▸ WHAT YOU WILL DO:
[1] Answer these questions from the book description:
(a) Who collected the poems?
(b) What three things does the cover evoke?
(c) What is the book's title?
[2] Quote the book description verbatim, starting at "Description" and ending at "enduring of relationships.".
[3] Translate this sentence from the book description into French: "The colourful cover evokes gel pens, highlighters and friendship bracelets."

▸ GIVEN TEXT:

Description
A book of poems about best friendships between women, examining and celebrating this most intense, rewarding, devastating and enduring of relationships.
If you’ve ever thanked your lucky stars for your best friends or experienced the heartache of losing a best friend, this is the book for you. Amy Key has collected poems about firm friendships forged in childhood, fierce loyalties and even fiercer falling-outs, shining a light on this bond that defines the social and emotional lives of many young girls and continues to have an impact into adulthood.
Best Friends Forever is the perfect gift for the BFFs in your life. The colourful cover evokes gel pens, highlighters and friendship bracelets.

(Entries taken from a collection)

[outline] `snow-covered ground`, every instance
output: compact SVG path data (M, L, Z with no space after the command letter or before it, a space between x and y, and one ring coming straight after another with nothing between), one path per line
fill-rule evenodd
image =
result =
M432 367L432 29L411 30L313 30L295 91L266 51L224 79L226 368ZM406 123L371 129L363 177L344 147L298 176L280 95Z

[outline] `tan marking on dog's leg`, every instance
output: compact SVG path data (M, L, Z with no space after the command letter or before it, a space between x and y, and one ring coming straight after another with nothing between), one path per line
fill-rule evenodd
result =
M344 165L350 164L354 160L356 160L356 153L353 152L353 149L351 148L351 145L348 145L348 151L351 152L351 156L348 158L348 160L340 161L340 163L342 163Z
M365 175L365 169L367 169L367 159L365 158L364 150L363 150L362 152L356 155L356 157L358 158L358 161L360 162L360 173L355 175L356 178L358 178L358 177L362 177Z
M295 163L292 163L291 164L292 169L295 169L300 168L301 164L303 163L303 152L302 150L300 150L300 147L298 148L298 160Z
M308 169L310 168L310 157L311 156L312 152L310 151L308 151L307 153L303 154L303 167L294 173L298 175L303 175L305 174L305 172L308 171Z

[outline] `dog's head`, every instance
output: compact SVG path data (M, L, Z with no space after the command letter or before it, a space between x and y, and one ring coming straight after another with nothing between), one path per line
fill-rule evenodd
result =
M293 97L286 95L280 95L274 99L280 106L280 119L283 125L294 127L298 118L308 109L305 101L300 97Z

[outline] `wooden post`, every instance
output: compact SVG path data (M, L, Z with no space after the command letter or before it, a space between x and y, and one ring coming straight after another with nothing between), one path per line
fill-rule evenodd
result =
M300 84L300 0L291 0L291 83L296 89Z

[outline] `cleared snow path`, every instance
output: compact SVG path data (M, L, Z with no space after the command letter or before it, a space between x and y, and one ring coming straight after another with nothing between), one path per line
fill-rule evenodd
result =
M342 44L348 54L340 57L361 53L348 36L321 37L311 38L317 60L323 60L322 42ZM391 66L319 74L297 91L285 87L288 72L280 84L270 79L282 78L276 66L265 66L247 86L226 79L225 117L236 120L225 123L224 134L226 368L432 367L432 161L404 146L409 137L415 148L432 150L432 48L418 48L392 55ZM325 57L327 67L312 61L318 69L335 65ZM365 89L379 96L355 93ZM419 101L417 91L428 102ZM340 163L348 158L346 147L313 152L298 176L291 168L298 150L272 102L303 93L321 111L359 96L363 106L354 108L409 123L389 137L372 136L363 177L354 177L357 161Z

▸ THE RESPONSES:
[1]
(a) Amy Key
(b) Gel pens, highlighters and friendship bracelets
(c) Best Friends Forever

[2]
Description
A book of poems about best friendships between women, examining and celebrating this most intense, rewarding, devastating and enduring of relationships.

[3] La couverture colorée évoque les stylos gel, les surligneurs et les bracelets d'amitié.